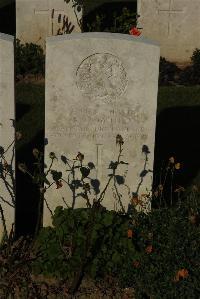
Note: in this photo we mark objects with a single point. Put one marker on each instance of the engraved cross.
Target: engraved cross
(99, 151)
(170, 12)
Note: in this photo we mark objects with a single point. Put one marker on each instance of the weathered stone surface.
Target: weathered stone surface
(7, 115)
(174, 24)
(37, 19)
(99, 85)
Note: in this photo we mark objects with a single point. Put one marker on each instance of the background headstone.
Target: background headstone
(174, 24)
(99, 85)
(7, 17)
(37, 19)
(7, 131)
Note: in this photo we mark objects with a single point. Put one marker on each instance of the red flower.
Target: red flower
(149, 249)
(130, 233)
(134, 31)
(136, 264)
(182, 273)
(59, 184)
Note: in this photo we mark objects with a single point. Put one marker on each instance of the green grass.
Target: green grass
(30, 105)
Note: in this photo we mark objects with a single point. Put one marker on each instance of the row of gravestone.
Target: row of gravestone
(97, 86)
○ ○ ○
**WHAT IS REQUIRED**
The preceding entries are to be returned verbatim, with every picture excluded.

**RESPONSE BELOW**
Note: in this photo we mark objects with a single point. Put one marker on each instance of the engraved cross.
Target: engraved cross
(99, 151)
(170, 12)
Note: in this photo we mark objects with a single point. Put one marker on each instance of the weathered stone surface.
Target: weathered stone surface
(7, 115)
(174, 24)
(37, 19)
(99, 85)
Note: in this photo we mark objects with a single point. Put one marker on each instance of the background headstone.
Target: background headstone
(174, 24)
(99, 85)
(7, 17)
(37, 19)
(7, 131)
Note: in this photo we mark objects with a single point. Put one marker on each instance of the red flower.
Target: red flower
(149, 249)
(130, 233)
(134, 31)
(136, 264)
(182, 273)
(59, 184)
Note: in this photo we mark objects with a single point. Put one marker on each instance of the green grass.
Target: green grass
(30, 105)
Note: in this photo we mark objects with a single point. Put one marker on each instance of the row of gravestone.
Target: row of gravestone
(97, 86)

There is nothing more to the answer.